[Dataset entries]
========================

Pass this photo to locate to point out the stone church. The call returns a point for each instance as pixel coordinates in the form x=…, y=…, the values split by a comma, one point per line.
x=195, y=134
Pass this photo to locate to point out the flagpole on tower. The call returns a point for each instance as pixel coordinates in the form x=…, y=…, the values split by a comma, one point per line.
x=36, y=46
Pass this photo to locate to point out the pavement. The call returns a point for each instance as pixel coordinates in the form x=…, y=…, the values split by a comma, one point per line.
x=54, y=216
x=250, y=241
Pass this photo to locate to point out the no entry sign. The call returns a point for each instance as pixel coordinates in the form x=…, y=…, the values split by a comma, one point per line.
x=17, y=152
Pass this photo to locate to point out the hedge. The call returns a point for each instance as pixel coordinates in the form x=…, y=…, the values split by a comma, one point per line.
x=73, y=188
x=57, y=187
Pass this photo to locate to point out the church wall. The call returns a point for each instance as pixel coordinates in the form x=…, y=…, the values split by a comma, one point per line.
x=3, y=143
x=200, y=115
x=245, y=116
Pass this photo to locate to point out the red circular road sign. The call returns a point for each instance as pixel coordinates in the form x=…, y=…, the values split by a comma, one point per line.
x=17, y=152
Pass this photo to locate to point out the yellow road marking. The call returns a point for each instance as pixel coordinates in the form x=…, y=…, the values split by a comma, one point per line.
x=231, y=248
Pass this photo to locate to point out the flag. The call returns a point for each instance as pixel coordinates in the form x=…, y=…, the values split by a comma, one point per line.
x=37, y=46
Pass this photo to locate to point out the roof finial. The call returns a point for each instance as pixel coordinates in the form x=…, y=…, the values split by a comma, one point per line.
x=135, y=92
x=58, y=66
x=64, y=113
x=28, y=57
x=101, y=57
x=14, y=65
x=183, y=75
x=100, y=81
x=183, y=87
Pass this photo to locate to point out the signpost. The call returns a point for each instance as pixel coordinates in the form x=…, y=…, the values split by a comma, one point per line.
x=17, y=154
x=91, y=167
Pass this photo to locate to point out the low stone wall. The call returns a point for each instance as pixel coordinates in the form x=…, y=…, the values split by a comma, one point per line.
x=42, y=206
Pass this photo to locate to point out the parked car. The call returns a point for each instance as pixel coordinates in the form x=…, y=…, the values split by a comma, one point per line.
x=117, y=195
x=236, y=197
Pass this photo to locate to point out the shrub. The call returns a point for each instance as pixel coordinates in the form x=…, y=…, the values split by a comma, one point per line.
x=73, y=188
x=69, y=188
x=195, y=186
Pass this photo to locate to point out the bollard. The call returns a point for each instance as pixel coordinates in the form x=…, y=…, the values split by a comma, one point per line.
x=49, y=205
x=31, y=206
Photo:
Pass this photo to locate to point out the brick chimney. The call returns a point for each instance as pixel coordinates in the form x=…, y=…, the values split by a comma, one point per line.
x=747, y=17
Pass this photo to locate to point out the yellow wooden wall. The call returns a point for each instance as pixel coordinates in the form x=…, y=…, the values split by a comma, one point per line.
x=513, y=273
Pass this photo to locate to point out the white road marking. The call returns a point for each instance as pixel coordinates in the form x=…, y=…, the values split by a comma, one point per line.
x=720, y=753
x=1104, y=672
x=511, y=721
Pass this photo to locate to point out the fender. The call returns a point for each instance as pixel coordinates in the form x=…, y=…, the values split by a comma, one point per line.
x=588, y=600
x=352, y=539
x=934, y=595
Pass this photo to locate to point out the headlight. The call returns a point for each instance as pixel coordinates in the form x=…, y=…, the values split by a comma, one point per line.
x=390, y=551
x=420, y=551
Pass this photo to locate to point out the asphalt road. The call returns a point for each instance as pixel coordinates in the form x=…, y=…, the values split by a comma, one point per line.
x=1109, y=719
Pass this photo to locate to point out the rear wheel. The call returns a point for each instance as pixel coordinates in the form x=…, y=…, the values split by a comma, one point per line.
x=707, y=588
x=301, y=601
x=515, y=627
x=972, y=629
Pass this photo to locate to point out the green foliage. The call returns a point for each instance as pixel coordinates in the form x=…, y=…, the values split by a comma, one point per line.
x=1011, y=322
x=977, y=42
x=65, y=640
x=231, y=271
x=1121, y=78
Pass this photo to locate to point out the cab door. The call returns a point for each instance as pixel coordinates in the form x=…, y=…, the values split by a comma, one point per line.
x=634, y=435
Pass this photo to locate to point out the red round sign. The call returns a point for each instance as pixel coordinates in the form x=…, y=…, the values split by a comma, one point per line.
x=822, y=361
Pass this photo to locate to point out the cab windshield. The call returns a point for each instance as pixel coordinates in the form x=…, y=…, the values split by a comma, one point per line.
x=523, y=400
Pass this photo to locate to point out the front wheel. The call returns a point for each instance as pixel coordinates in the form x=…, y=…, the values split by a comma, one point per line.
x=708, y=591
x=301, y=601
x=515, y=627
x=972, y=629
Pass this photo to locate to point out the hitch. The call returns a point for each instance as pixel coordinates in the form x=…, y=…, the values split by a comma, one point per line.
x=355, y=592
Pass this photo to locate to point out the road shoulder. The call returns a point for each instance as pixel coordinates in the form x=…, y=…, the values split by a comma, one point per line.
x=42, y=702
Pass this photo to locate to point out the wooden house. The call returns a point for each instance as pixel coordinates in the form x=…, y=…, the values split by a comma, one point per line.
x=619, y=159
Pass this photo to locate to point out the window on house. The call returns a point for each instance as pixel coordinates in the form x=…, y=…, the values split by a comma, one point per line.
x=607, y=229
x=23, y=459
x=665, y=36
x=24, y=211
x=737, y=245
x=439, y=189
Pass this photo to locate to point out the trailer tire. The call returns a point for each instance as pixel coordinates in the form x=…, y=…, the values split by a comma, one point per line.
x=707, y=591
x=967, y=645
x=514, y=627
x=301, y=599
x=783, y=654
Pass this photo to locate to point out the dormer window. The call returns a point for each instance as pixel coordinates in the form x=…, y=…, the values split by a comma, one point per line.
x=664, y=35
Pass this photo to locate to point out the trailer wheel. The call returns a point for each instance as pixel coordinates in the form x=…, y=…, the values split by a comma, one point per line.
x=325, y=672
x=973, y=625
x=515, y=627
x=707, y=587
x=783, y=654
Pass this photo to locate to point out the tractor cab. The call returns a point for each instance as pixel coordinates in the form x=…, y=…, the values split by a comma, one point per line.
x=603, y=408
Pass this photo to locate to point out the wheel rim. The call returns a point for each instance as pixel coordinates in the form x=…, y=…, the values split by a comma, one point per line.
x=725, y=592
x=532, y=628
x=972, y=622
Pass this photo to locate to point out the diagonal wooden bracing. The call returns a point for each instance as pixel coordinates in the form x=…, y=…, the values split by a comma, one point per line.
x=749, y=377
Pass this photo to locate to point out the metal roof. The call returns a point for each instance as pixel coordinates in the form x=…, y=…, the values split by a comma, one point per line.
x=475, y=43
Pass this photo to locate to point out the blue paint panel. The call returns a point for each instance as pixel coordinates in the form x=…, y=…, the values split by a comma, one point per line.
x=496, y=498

========================

In your answer, repeat each of the records exactly.

Your solution:
Pass this photo to locate to point out the stone church. The call returns a point for each instance as pixel coordinates in the form x=…, y=…, the values split by a comma, one point per line.
x=195, y=134
Pass this photo to locate to point out the flagpole on tower. The call returns a point for each instance as pixel coordinates in the form x=…, y=…, the values split by a comma, one point per line.
x=36, y=46
Pass this photo to locate to point out the pavement. The call returns a point for each instance as pixel coordinates in the form x=…, y=…, the values split by a comma, one point per line.
x=54, y=216
x=250, y=241
Pass this photo to locate to point out the no entry sign. The call returns a point for each instance as pixel coordinates in the form x=…, y=…, the values split by a comma, one point per line.
x=17, y=152
Pass this photo to locate to point out the hedge. The call returns a point for each instance as pixel coordinates in the form x=…, y=…, the values split by a comma, one point per line.
x=73, y=188
x=57, y=187
Pass this photo to locate to point out the church wall. The call returns a point for each instance as pixel coordinates in the form x=…, y=…, the values split by a comma, one point per line.
x=3, y=143
x=200, y=115
x=245, y=116
Pass this photo to locate to point out the red circular road sign. The call returns a point for each instance as pixel coordinates in the form x=…, y=…, the values split by a comma, one point per line.
x=17, y=152
Pass this photo to locate to point out the yellow road marking. The call returns a point for each instance as pixel coordinates in the form x=…, y=…, the values split by a comma, one point per line.
x=231, y=248
Pass this photo to locate to point out the flag. The call returns a point for each instance as pixel coordinates in the form x=…, y=…, the values split by a comma, one point per line.
x=37, y=46
Pass this photo to locate to point out the roof finial. The call returns a point for each instance as pixel coordinates in the form x=…, y=…, the values split by a comma, one point per line.
x=135, y=92
x=58, y=66
x=64, y=113
x=28, y=57
x=101, y=57
x=14, y=65
x=183, y=75
x=100, y=81
x=183, y=87
Pass this photo to locate to point out the signpost. The call returns a point for each instance as pixel coordinates in the form x=…, y=…, the values split by a comma, one point per line.
x=17, y=154
x=91, y=167
Pass this photo to locate to point out the low stone wall. The call returns a point for each instance as pixel coordinates in the form x=…, y=…, the values split by a comma, one point per line.
x=42, y=206
Pass this photo to locate to point out the parked car. The call returns a point for each instance as pixel coordinates in the form x=…, y=…, the values split by a comma, one point per line.
x=117, y=195
x=236, y=197
Pass this photo to locate to point out the shrub. The call returns a point for each instance as pixel coordinates in the form x=…, y=…, the values split by a comma, one point per line.
x=73, y=188
x=69, y=188
x=195, y=186
Pass this photo to locate to point out the bollard. The call returns a point for each instance as pixel coordinates in the form x=…, y=…, the values split by a comma, one point per line.
x=49, y=205
x=31, y=206
Photo:
Pass this photo to locate to point out the brick chimney. The call returns a point for each instance as pixel coordinates in the form x=…, y=…, the values split by a comma, one point per line.
x=747, y=17
Pass this photo to locate to point out the yellow wooden wall. The call returns a point for each instance as pixel coordinates in the form x=…, y=…, the values split by a comma, one point per line.
x=513, y=273
Pass this photo to locate to point out the white road marking. The call returns a point for each instance as pixel coordinates in the form x=…, y=…, the values split by a comma, one point per line.
x=720, y=753
x=1104, y=672
x=511, y=721
Pass this photo to locate to point out the fender. The call returns a point for each instance as pixel coordinates in the form x=…, y=…, the values split by a comma, one point per line.
x=588, y=600
x=352, y=539
x=934, y=595
Pass this photo to locate to point out the headlight. The call returns a point for each instance as pixel coordinates in the form x=…, y=…, the values split by a comma, one point per line.
x=390, y=551
x=420, y=551
Pass this photo to locate to point out the asphalt road. The call returns a point for each instance as pixel coordinates in the form x=…, y=…, the values split by a comma, one point per line.
x=1109, y=719
Pass this photo to locate to point out the rear wheel. The call returns a point for each instance as pixel coordinates in the form x=…, y=…, the values split by a comma, one point per line.
x=707, y=588
x=301, y=601
x=515, y=627
x=972, y=629
Pass this photo to locate to point out the green foliage. The call returns a point for each instance as pixel coordinates in the form x=…, y=…, the values split by a comma, one point per line.
x=1011, y=322
x=977, y=42
x=65, y=640
x=231, y=271
x=1121, y=78
Pass this photo to locate to point out the cab door. The call returns a point for each instance as pixel coordinates in the form x=…, y=…, the values split by a comma, one point per line.
x=634, y=435
Pass this photo to locate to point out the red round sign. The call returns a point for each instance as pixel coordinates in the form x=…, y=…, the values split by a comma, one point per line.
x=822, y=361
Pass this photo to locate to point out the cab windshield. The call returns a point for each instance as pixel coordinates in the form x=…, y=…, the values split by a comma, one point per line.
x=523, y=400
Pass this photo to locate to point out the front wheel. The call returns a point for each instance as pixel coordinates in the form x=…, y=…, the values split by a comma, one point per line.
x=708, y=591
x=301, y=601
x=515, y=627
x=972, y=629
Pass this photo to locate to point out the hitch. The call returns a point for each instance as pixel coordinates in the form x=…, y=…, the values split by a comma, one point per line.
x=355, y=592
Pass this photo to locate to point out the road shoulder. The call returns a point for each instance as pixel coordinates in the form x=…, y=…, the values split by a comma, one point per line.
x=42, y=702
Pass this photo to locate to point out the wooden house. The call returns a point for each instance as pixel coordinates in the form x=…, y=…, the values split by a comma, one point per line.
x=619, y=159
Pass this photo to locate to point out the window on house. The call returns a point for each instance as pixel coordinates in the form x=…, y=…, the values split by a comma, one point per line.
x=607, y=229
x=23, y=459
x=665, y=36
x=24, y=211
x=737, y=245
x=439, y=189
Pass this photo to locate to point out the trailer tire. The call returns a point for each instance as pixel coordinates in the form x=…, y=…, the values split by a comma, one point per line.
x=707, y=591
x=967, y=645
x=514, y=627
x=301, y=599
x=783, y=654
Pass this photo to locate to point out the dormer window. The call returns a point for each instance as pixel coordinates in the form x=…, y=…, the values split by a comma, one point per line.
x=664, y=35
Pass this photo to locate to point out the trailer wheel. The call returns a point for each instance as pixel coordinates in the form x=…, y=…, the values split by a comma, one point per line.
x=325, y=672
x=973, y=625
x=515, y=627
x=707, y=587
x=783, y=654
Pass this photo to locate to point out the tractor cab. The call returns a point for each instance as pixel coordinates in the form x=…, y=…, the values split by a comma, one point per line.
x=603, y=408
Pass this photo to locate to point out the wheel rim. The call returns a point for each instance as pixel coordinates in the form x=…, y=…, the values split by a comma, one point per line.
x=725, y=592
x=532, y=628
x=972, y=622
Pass this photo to locate to point out the diagonal wooden bracing. The call returns a point for each instance as pixel coordinates in the form x=…, y=…, the values split by a comma, one point per line.
x=749, y=377
Pass this photo to locate to point out the metal roof. The call returns a point for each instance as pixel coordinates in the form x=…, y=…, the values split by a comma, one point per line.
x=475, y=43
Pass this photo to locate to point out the blue paint panel. The call returns a point for each instance as pixel coordinates in the form x=…, y=…, the values split by a comma, one point per line.
x=496, y=498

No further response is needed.